* Exercise passage:
====

Feedback Mechanisms in Biology
Feedback mechanisms are based on the communication of two or more hormones or other signals within an organism. Feedback mechanisms in humans is controlled by the endocrine (chemicals, hormones) and the nervous (electrical signals, nerves) systems.
Negative Feedback Loop: when one hormone or signal goes up, the other hormone or signal goes down
Positive Feedback Loop: when one hormone or signal goes up, the other hormone or signal goes up and vice versa
Most biological systems work on NEGATIVE feedback loops!
ALL feedback loops are needed in order to maintain homeostasis.
Examples of feedback loops within organisms:
The control of blood sugar (glucose) by insulin and glucagon is a good example of a negative feedback mechanism. When blood sugar rises, receptors in the body sense a change. In turn, the control center (pancreas) secretes insulin into the blood effectively lowering blood sugar levels. Once blood sugar levels reach homeostasis, the pancreas stops releasing insulin.
Another example of negative feedback occurs when your body's temperature begins to rise and a negative feedback response works to counteract and stop the rise in temperature. Sweating and shivering are good examples of negative feedback.
An example of positive feedback also can happen in your stomach. Your stomach normally secretes a compound called pepsinogen that is an inactive enzyme. As your body converts pepsinogen to the enzyme pepsin, it triggers a process that helps convert other pepsinogen molecules to pepsin. This cascade effect occurs and soon your stomach has enough pepsin molecules to digest proteins.

====

* Problem to solve:
Answer these from the text on feedback mechanisms:
(a) Which two body systems control feedback mechanisms in humans?
(b) What organ acts as the control center in the blood sugar case?
(c) What inactive enzyme does the stomach normally secrete?

====

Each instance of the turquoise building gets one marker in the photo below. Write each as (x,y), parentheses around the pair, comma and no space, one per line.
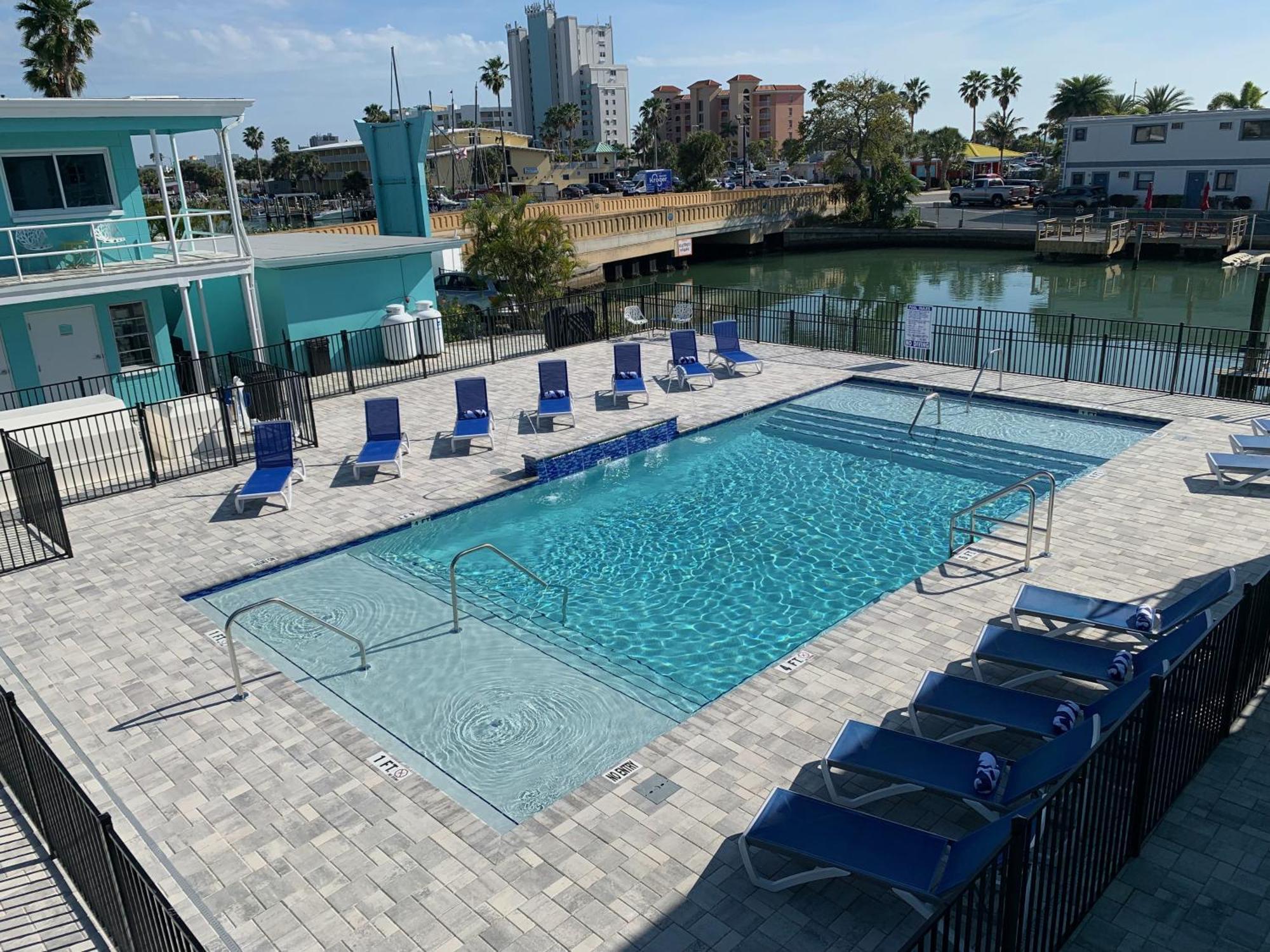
(98,298)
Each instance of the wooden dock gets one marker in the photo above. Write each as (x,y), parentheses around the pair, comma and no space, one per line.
(1084,238)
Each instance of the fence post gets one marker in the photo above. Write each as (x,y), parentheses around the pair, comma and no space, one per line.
(349,361)
(106,830)
(1146,767)
(1178,359)
(1013,894)
(145,442)
(11,706)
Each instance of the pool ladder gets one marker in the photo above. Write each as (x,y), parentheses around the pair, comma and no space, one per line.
(1024,486)
(244,610)
(506,558)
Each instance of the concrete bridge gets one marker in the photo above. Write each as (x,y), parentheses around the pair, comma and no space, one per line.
(641,234)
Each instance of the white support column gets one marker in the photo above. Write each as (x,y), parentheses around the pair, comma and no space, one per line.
(163,191)
(194,337)
(208,321)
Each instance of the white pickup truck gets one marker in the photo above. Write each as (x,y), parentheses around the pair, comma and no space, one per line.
(989,191)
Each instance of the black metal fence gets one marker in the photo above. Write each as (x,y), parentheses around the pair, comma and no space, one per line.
(32,525)
(128,906)
(1034,893)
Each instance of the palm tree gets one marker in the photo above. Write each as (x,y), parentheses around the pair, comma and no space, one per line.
(916,96)
(255,140)
(1003,129)
(653,112)
(59,40)
(1249,98)
(493,77)
(1005,87)
(1081,96)
(1164,100)
(973,91)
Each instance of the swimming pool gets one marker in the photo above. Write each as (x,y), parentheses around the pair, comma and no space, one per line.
(689,568)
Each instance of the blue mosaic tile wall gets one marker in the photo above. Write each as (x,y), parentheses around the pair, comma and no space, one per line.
(554,468)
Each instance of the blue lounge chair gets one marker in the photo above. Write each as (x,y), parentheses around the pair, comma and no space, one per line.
(914,764)
(920,868)
(474,418)
(1050,658)
(385,440)
(1079,611)
(727,350)
(556,399)
(276,465)
(1235,470)
(993,708)
(685,366)
(628,373)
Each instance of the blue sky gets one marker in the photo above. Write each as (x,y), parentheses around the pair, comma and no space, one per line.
(312,65)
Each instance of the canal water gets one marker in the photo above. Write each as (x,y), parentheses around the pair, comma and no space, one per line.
(1164,293)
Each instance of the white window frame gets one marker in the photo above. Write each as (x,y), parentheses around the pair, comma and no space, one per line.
(50,215)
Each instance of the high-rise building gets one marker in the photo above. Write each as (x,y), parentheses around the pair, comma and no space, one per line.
(558,60)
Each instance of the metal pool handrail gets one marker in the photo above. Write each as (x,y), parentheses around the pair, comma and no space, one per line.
(505,557)
(244,610)
(939,411)
(984,366)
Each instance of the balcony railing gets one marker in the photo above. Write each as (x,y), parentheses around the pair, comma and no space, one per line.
(37,253)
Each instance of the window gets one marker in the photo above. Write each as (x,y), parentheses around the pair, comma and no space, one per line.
(44,183)
(1255,129)
(133,336)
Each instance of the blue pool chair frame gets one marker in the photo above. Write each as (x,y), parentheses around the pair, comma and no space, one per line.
(627,360)
(727,350)
(1081,661)
(276,465)
(554,376)
(914,764)
(684,343)
(472,394)
(385,440)
(1065,611)
(923,869)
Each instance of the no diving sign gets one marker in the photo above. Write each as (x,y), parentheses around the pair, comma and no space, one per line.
(389,766)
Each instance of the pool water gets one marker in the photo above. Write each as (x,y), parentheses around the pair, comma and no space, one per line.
(689,569)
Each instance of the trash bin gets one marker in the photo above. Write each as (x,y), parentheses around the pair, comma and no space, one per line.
(318,352)
(431,329)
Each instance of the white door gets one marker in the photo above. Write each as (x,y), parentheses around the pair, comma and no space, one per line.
(67,343)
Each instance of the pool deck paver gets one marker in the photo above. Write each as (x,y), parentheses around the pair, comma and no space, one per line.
(271,814)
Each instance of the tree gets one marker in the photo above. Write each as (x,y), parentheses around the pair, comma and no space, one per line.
(255,140)
(1164,100)
(653,112)
(493,77)
(703,157)
(862,122)
(59,40)
(916,95)
(1003,129)
(973,91)
(530,258)
(1081,96)
(1249,98)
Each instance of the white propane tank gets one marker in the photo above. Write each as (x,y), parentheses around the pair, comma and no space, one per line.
(430,323)
(401,340)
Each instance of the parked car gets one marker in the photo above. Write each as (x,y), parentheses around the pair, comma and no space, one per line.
(989,191)
(1071,199)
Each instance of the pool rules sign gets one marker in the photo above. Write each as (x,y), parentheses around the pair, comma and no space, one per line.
(918,327)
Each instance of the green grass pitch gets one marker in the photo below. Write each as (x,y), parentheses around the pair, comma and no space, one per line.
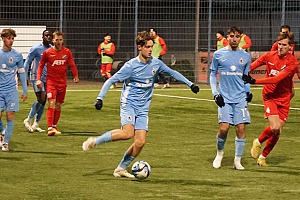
(180,148)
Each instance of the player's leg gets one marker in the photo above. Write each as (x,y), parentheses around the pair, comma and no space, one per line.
(226,114)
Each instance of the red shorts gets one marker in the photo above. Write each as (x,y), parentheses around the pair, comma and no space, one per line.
(56,92)
(275,107)
(106,68)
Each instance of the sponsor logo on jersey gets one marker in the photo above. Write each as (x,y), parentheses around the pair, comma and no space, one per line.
(58,62)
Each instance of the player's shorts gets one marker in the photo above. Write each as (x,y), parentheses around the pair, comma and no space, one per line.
(56,92)
(130,116)
(234,113)
(36,89)
(275,107)
(9,101)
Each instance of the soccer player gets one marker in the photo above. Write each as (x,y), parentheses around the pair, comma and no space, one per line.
(57,59)
(33,58)
(11,63)
(233,95)
(277,93)
(138,75)
(107,50)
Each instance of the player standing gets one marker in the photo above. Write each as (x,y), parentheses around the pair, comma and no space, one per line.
(281,67)
(33,58)
(57,59)
(11,63)
(139,75)
(232,97)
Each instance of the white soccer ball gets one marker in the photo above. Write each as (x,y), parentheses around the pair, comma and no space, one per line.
(141,169)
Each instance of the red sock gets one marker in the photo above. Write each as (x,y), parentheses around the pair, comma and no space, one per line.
(266,134)
(270,145)
(56,116)
(50,116)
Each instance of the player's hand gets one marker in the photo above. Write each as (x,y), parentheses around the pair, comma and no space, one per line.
(248,79)
(195,88)
(24,97)
(98,104)
(219,100)
(76,79)
(39,84)
(249,97)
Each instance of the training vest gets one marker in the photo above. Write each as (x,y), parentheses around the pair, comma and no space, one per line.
(220,43)
(157,49)
(106,58)
(242,43)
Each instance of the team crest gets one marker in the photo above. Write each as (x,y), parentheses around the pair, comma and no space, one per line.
(241,61)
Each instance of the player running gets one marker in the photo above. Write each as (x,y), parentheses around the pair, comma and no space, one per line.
(281,67)
(139,75)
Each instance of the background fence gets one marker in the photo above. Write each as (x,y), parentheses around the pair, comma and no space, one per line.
(188,27)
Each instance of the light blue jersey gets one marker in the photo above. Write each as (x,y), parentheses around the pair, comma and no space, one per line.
(11,63)
(231,66)
(33,58)
(139,79)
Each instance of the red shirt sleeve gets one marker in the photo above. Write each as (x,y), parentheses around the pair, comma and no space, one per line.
(248,42)
(163,46)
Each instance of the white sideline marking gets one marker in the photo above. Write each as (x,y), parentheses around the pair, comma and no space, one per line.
(178,97)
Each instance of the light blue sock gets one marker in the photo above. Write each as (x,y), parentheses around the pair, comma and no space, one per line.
(9,130)
(1,126)
(126,160)
(106,137)
(35,106)
(239,146)
(39,113)
(221,143)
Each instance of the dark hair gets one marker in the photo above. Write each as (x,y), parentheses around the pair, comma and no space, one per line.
(286,27)
(289,36)
(235,29)
(221,32)
(143,37)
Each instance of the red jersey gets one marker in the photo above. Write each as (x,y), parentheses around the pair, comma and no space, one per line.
(57,65)
(279,76)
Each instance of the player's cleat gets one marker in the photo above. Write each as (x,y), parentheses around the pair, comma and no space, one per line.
(27,125)
(36,127)
(89,144)
(120,172)
(255,150)
(218,159)
(237,165)
(167,85)
(5,147)
(262,162)
(2,137)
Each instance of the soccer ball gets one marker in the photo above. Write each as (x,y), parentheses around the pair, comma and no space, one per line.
(141,170)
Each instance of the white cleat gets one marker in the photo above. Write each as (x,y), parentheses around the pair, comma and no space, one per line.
(36,127)
(89,143)
(27,125)
(5,147)
(120,172)
(218,159)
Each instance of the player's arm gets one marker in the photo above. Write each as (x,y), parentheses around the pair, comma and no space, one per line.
(23,77)
(163,46)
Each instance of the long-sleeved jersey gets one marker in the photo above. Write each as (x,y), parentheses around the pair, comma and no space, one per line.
(231,66)
(57,65)
(139,79)
(11,63)
(279,76)
(34,56)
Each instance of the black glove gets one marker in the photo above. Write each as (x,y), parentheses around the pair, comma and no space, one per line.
(219,100)
(249,97)
(98,104)
(195,88)
(248,79)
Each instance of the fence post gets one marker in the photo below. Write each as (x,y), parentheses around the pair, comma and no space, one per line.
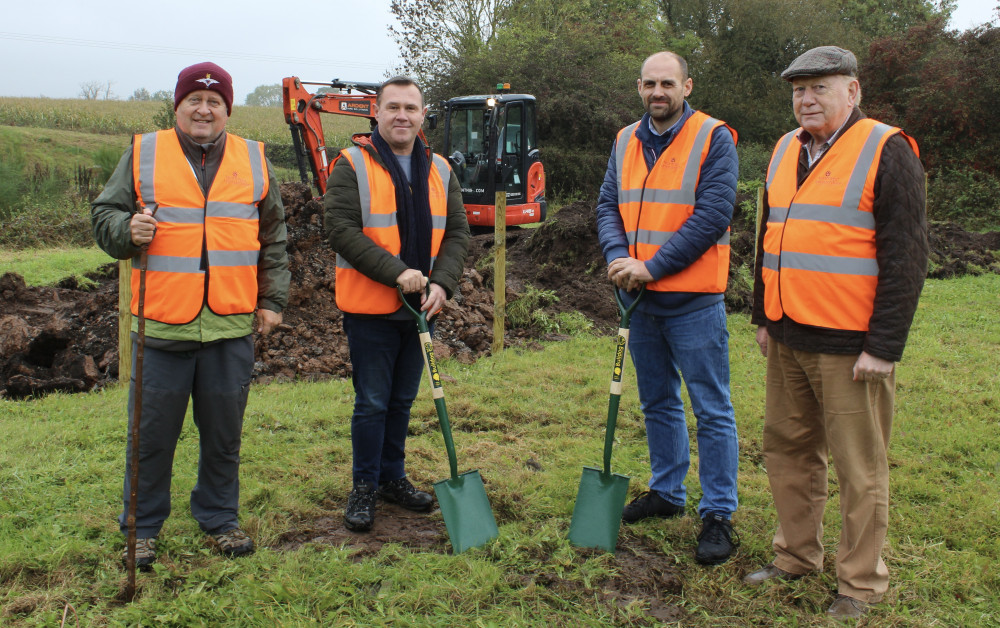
(499,270)
(124,320)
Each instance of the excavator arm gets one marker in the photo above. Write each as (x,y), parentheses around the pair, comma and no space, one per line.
(303,110)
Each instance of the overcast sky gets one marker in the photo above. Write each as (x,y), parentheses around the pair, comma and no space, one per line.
(50,47)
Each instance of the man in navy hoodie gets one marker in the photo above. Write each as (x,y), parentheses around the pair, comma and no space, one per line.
(663,222)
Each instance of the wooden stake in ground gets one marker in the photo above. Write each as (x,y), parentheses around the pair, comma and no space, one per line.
(499,270)
(124,320)
(136,421)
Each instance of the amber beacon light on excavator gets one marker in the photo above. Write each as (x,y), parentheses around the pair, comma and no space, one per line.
(491,142)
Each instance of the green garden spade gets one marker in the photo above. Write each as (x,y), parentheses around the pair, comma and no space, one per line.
(597,515)
(462,497)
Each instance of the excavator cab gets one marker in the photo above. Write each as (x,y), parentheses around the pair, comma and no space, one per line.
(492,144)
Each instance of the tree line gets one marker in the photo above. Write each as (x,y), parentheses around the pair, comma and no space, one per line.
(581,59)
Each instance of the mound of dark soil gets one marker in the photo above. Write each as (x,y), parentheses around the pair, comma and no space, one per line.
(65,337)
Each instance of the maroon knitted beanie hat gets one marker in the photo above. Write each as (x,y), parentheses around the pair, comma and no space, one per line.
(204,75)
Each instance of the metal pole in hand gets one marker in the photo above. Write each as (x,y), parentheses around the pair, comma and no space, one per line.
(136,420)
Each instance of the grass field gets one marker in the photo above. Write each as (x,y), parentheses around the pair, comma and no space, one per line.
(62,458)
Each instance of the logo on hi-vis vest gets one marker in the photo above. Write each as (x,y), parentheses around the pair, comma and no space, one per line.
(619,359)
(208,81)
(362,107)
(829,179)
(235,178)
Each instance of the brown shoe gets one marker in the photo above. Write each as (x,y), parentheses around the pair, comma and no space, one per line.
(846,607)
(769,572)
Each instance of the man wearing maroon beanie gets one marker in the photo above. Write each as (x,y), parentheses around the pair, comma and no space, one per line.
(216,259)
(204,76)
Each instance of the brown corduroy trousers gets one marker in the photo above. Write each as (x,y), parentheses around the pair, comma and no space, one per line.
(814,408)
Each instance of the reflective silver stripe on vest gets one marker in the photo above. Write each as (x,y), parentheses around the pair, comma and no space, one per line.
(848,213)
(377,221)
(693,167)
(442,169)
(779,154)
(343,263)
(173,264)
(364,191)
(770,261)
(777,214)
(856,184)
(180,215)
(831,264)
(233,258)
(257,168)
(221,209)
(147,163)
(620,149)
(659,238)
(689,180)
(651,195)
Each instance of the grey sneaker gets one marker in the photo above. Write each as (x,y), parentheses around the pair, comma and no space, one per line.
(233,542)
(145,554)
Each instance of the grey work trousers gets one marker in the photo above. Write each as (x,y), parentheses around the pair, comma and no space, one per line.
(217,379)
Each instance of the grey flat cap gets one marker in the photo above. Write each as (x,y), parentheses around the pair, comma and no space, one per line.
(822,61)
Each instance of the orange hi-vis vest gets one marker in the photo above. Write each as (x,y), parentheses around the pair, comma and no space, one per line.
(655,203)
(356,292)
(819,265)
(226,224)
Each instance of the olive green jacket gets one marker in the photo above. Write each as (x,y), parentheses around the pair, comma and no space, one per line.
(112,211)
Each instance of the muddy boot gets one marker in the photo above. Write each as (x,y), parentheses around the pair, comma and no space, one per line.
(359,515)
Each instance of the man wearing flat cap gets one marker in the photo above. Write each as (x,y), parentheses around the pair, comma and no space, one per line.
(841,260)
(206,206)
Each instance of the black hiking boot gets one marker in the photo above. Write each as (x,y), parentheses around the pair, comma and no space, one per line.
(145,554)
(403,493)
(650,504)
(359,515)
(715,542)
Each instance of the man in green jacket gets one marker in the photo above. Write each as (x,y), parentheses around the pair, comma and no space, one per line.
(207,206)
(395,217)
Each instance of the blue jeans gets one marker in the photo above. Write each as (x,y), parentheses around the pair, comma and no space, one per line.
(386,363)
(697,345)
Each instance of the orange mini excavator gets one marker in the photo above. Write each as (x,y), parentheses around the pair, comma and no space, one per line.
(491,142)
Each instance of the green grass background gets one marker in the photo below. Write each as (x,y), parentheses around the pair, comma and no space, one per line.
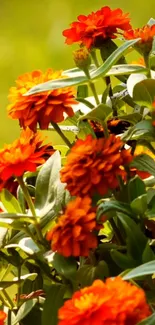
(31,38)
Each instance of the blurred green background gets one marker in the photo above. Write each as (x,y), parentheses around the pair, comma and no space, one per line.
(31,38)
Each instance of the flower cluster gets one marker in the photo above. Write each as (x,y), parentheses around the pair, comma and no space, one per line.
(114,302)
(73,233)
(42,108)
(24,154)
(93,165)
(94,29)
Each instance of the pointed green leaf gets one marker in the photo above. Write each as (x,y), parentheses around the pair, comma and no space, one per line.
(116,206)
(24,310)
(65,266)
(144,163)
(139,205)
(151,22)
(122,260)
(99,113)
(54,300)
(10,202)
(142,270)
(144,92)
(112,59)
(50,191)
(136,240)
(136,187)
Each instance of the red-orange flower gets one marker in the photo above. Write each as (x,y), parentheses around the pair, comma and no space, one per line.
(73,234)
(115,302)
(24,154)
(93,165)
(41,108)
(139,151)
(98,26)
(140,61)
(2,317)
(146,35)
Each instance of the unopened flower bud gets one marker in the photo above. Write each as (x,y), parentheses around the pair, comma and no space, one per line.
(82,58)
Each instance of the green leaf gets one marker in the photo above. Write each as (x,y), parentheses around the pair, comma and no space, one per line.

====

* Exercise answer:
(a) The endocrine and nervous systems
(b) The pancreas
(c) Pepsinogen